(Position identification records)
start

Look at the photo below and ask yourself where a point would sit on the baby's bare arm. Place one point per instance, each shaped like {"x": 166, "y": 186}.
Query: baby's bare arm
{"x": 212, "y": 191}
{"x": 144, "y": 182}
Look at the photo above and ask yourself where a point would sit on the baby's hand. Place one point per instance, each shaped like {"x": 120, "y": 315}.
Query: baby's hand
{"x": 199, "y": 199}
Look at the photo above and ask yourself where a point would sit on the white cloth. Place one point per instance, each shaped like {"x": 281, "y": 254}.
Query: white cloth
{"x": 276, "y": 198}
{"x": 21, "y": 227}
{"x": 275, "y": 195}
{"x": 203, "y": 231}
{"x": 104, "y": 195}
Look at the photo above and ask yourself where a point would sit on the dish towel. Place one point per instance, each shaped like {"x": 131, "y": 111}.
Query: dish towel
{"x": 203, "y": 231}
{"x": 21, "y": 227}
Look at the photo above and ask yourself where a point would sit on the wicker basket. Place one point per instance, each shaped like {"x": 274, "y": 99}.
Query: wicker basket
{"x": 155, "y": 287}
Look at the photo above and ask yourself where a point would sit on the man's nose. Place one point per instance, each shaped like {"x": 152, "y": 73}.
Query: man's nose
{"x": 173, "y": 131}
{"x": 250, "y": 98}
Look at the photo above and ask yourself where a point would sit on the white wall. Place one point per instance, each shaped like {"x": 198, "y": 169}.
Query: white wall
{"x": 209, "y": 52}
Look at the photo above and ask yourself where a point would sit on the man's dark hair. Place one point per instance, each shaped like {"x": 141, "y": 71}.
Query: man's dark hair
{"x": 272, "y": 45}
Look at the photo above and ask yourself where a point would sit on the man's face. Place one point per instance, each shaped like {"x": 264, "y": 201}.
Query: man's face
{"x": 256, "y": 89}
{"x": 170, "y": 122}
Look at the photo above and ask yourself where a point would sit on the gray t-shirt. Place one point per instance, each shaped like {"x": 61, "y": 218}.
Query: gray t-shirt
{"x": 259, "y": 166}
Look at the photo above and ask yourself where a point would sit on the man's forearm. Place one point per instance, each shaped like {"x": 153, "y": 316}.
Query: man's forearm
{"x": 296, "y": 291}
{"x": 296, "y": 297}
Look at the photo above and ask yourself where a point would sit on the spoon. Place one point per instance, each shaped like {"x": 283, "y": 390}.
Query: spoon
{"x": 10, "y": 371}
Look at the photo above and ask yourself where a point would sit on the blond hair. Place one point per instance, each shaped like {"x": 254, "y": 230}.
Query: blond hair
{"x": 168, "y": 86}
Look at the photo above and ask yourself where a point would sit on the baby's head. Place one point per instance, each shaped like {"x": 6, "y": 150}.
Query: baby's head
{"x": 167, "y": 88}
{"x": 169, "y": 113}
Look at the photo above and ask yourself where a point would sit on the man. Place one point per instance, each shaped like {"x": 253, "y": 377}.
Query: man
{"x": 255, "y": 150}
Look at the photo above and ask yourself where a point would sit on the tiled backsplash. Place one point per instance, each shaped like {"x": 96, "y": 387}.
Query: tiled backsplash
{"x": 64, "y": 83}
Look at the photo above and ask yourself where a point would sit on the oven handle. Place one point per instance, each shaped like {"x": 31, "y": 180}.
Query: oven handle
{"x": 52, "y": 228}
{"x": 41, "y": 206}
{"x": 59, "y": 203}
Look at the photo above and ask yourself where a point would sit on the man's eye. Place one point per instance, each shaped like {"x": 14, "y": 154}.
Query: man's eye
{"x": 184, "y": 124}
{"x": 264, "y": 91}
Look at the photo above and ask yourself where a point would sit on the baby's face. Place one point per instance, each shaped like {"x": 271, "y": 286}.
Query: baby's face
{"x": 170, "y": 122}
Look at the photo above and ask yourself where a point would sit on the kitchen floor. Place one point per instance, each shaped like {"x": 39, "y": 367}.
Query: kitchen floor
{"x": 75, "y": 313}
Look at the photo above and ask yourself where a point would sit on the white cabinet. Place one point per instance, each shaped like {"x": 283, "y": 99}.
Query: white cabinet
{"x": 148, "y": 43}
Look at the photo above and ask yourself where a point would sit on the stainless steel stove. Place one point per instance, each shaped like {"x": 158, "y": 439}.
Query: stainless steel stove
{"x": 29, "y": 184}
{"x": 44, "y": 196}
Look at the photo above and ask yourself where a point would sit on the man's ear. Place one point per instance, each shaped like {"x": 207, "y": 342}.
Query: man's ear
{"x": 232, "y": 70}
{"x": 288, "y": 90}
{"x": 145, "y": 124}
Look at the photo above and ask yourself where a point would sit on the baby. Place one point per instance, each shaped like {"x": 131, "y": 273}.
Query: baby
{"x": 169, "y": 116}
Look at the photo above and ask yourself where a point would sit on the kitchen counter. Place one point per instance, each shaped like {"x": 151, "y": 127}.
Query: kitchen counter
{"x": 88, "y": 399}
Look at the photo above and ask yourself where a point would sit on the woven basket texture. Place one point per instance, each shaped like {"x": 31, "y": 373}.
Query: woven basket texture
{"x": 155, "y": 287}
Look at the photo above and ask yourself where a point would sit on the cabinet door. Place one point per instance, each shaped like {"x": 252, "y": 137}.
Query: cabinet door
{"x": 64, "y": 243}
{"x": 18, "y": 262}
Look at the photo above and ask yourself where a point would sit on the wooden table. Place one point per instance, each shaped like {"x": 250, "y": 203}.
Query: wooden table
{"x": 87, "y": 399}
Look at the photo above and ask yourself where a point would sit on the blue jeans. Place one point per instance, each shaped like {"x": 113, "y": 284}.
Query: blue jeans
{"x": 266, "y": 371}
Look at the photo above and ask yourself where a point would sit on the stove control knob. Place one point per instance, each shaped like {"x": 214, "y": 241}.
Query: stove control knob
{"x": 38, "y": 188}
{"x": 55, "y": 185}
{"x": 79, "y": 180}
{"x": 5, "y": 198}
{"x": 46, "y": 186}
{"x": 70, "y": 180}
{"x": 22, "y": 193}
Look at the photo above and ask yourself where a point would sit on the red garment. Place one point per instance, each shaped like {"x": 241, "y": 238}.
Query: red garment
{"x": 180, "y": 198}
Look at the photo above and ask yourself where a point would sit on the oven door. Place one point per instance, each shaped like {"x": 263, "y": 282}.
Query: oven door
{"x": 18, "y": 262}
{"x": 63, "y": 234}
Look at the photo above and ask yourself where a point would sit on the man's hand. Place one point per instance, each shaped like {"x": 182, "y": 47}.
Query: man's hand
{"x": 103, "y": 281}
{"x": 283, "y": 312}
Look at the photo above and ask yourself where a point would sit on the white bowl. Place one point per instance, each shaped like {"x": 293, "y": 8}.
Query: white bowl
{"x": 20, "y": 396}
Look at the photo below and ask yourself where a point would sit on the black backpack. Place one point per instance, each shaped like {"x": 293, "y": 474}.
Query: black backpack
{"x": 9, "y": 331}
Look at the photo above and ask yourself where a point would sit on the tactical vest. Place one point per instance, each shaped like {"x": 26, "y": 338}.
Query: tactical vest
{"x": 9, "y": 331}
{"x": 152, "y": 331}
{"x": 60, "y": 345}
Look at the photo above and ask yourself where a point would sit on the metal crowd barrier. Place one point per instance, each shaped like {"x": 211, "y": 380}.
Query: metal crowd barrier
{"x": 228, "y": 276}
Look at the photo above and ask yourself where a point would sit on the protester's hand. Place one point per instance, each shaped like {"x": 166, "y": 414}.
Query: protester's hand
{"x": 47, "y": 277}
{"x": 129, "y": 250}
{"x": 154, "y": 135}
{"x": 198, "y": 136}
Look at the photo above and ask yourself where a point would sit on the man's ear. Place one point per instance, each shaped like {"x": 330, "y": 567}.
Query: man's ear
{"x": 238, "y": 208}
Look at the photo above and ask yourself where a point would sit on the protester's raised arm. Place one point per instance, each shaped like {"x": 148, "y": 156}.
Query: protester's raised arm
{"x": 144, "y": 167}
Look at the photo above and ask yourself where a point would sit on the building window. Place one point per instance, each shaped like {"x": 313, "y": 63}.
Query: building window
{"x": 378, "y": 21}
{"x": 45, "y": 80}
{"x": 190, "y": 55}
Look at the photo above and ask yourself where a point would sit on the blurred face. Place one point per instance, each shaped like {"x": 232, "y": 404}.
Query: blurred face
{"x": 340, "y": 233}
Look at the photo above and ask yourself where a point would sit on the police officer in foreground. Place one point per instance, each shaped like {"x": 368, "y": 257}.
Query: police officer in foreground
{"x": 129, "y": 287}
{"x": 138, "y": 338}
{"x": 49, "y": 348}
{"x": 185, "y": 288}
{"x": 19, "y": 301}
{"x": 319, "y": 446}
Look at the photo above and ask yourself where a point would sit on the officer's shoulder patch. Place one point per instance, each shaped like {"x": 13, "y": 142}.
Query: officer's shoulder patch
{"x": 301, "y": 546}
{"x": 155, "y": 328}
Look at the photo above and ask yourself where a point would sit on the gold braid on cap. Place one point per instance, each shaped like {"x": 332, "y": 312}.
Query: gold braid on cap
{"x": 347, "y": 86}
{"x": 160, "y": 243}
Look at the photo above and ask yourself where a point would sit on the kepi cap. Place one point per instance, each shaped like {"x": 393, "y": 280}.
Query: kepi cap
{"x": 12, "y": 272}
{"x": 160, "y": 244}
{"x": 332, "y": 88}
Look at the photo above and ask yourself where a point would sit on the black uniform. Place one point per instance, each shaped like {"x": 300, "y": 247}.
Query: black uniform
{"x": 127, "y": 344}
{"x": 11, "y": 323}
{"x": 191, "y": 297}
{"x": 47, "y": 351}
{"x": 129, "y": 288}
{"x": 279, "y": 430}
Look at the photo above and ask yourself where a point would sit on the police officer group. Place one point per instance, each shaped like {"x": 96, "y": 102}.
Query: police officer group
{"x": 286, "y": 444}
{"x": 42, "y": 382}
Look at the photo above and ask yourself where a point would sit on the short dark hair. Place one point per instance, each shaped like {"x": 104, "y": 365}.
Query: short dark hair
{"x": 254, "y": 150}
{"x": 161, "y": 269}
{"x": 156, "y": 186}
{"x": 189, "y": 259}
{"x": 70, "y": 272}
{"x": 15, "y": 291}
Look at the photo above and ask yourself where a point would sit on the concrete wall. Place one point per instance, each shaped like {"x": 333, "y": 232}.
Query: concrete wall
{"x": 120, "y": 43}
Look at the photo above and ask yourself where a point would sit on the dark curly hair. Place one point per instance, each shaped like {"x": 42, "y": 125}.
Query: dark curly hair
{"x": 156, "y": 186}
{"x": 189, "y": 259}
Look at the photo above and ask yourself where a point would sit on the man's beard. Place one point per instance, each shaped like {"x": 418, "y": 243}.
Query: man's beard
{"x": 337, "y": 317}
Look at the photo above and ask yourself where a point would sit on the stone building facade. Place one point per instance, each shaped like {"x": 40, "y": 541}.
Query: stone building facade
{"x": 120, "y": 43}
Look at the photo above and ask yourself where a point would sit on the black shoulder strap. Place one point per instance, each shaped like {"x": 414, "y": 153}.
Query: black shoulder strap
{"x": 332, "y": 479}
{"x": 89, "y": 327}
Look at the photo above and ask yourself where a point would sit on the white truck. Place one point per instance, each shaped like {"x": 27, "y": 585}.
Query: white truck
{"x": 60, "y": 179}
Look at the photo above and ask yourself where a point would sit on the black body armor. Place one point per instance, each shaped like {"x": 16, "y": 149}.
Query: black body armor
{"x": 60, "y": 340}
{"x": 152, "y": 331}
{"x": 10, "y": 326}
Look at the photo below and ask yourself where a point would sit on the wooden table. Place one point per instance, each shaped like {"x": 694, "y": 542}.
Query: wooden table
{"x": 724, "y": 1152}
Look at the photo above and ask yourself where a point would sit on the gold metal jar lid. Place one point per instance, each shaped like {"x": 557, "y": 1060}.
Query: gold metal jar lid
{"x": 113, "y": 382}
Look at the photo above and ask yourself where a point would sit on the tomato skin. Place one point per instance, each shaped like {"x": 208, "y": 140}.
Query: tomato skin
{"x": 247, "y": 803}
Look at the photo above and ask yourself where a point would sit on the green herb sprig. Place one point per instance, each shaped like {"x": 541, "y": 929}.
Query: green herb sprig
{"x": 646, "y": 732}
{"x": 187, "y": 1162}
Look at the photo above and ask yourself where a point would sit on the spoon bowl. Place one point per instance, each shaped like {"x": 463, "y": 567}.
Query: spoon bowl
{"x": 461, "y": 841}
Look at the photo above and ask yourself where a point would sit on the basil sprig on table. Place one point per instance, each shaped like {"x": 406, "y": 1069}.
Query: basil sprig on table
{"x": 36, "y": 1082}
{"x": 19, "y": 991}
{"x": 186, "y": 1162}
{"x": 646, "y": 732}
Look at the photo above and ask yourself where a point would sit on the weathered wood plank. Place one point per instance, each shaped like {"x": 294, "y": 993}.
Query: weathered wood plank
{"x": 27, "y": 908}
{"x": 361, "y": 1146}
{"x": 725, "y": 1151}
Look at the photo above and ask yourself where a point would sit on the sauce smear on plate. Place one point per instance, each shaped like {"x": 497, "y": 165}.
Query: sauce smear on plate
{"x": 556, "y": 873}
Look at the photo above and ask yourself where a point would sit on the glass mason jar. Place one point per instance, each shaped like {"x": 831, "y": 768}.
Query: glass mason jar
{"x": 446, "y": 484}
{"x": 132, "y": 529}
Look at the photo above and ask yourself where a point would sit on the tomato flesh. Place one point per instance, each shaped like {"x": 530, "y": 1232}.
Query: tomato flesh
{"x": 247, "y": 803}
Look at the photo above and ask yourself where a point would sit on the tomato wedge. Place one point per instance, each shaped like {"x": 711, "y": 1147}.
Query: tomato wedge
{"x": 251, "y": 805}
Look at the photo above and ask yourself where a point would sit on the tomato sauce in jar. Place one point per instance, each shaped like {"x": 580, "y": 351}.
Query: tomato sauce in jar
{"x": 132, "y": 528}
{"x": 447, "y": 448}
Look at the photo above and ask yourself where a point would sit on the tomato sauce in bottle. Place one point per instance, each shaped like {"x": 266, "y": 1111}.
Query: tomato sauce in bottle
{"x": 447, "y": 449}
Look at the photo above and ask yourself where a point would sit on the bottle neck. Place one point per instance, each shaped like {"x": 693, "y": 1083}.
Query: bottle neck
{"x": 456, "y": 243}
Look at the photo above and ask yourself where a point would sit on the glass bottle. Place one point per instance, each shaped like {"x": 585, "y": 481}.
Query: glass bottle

end

• [DIRECTIONS]: Beginning at the line containing "sauce in jar.", repeat each line exactly through the last line of the entries, and include no other lines.

• [FINISHED ANSWER]:
Look at the photo above and ask yourself where a point would sit on the tomato sauce in jar. Place one point per instance, each shaped like {"x": 580, "y": 351}.
Query: tomato sauce in jar
{"x": 132, "y": 528}
{"x": 447, "y": 448}
Look at the photo above and ask yourself where a point would sit on the tomato sauce in bottle. Place one point per instance, each shaped like {"x": 266, "y": 1111}.
Query: tomato sauce in bottle
{"x": 447, "y": 449}
Look at the photo above and ask yourself where a point would sit on the bottle neck. Place one point per instance, each shaped like {"x": 693, "y": 1083}.
Query: bottle neck
{"x": 456, "y": 243}
Look at the photo above and ask yourself where a point would sit on the glass bottle. Place one point per instance, each shaped like {"x": 585, "y": 481}.
Query: glass bottle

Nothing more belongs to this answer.